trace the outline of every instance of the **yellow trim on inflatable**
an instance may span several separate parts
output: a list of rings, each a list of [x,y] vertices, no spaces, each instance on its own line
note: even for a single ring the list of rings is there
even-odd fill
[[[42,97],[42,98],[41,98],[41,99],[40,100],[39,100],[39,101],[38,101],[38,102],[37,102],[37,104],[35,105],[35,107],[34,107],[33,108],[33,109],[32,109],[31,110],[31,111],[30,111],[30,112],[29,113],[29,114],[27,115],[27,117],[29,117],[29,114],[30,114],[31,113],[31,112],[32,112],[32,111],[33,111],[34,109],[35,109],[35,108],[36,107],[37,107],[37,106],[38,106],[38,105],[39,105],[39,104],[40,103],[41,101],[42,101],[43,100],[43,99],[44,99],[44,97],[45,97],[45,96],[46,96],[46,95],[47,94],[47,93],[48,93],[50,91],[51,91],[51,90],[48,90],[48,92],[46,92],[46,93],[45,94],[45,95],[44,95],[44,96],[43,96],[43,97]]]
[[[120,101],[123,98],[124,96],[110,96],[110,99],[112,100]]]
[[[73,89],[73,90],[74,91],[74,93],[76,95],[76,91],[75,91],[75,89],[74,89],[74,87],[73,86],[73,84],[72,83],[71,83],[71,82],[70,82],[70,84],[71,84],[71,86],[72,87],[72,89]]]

--

Rewrite the rows above, replacing "yellow trim" with "orange trim" and leaving everything else the same.

* Correct result *
trace the outline of every instance of the **orange trim on inflatable**
an instance may span several separate parts
output: a list of rings, each a list of [x,y] vertices, no spaces, each instance on its own line
note: even for a single ring the list of rings is there
even-odd fill
[[[42,97],[42,98],[41,98],[41,99],[40,100],[39,100],[39,101],[38,101],[38,102],[37,102],[37,104],[35,105],[35,107],[34,107],[33,108],[33,109],[32,109],[31,110],[31,111],[30,111],[30,112],[29,113],[29,114],[27,115],[27,117],[29,117],[29,114],[30,114],[31,113],[31,112],[32,112],[32,111],[33,111],[34,109],[35,109],[35,108],[36,107],[37,107],[37,106],[38,106],[38,105],[39,105],[39,104],[40,103],[41,101],[42,101],[43,100],[43,99],[44,99],[44,97],[45,97],[45,96],[46,96],[46,95],[47,94],[47,93],[48,93],[50,91],[51,91],[51,90],[48,90],[48,92],[46,92],[46,93],[45,94],[45,95],[44,95],[44,96],[43,96],[43,97]]]
[[[120,101],[123,98],[124,96],[110,96],[110,99],[112,100]]]
[[[73,89],[73,90],[74,91],[74,93],[76,95],[76,91],[75,91],[75,89],[74,89],[74,87],[73,86],[73,84],[72,83],[71,83],[71,82],[70,82],[70,84],[71,84],[71,86],[72,87],[72,89]]]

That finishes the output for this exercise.